> WHAT THIS TASK INVOLVES: Copy out each line of the listing below, requests included, shifting every x and y coordinate in the outlines up by 77. Omit the pictures from your answer.

> DATA ROWS:
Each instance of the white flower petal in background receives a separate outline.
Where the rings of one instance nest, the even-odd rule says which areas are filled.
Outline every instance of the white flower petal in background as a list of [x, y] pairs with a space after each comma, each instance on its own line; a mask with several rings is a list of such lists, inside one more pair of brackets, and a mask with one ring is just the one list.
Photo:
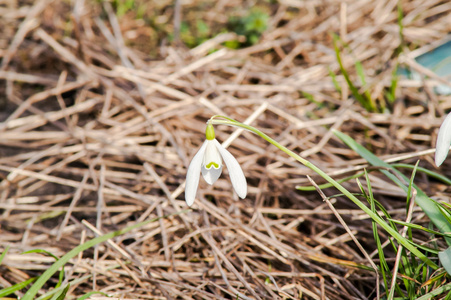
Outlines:
[[438, 131], [437, 144], [435, 146], [435, 164], [440, 166], [448, 155], [451, 145], [451, 112], [443, 121]]
[[206, 140], [207, 149], [202, 162], [202, 176], [210, 185], [215, 183], [222, 173], [222, 158], [214, 141], [216, 140]]
[[207, 142], [208, 140], [203, 143], [202, 147], [200, 147], [199, 151], [194, 155], [193, 160], [189, 164], [188, 172], [186, 173], [185, 201], [188, 206], [193, 205], [194, 199], [196, 198], [200, 169], [202, 167], [202, 161], [204, 160]]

> RESPONSE TO THIS TASK:
Each instance of the white flower petal in background receives a separate outline.
Where the rings of one instance nest, the even-odd rule says which areas are filled.
Outline every instance of the white flower petal in background as a list of [x, y] pairs with a space after each comma, each instance on its own line; a mask with several rings is a list of such lists, inside one more pair of brackets, and a mask with one ring is just the one list.
Photo:
Outlines:
[[515, 208], [514, 221], [512, 223], [512, 241], [517, 243], [525, 232], [528, 222], [528, 189], [520, 198]]
[[283, 217], [284, 226], [279, 239], [279, 253], [287, 262], [292, 260], [299, 250], [299, 235], [291, 218], [293, 217]]
[[284, 219], [285, 217], [280, 220], [279, 224], [277, 224], [276, 228], [271, 232], [270, 237], [266, 241], [265, 249], [263, 250], [262, 278], [265, 283], [270, 282], [271, 276], [273, 275], [277, 246], [279, 244], [279, 238], [281, 237]]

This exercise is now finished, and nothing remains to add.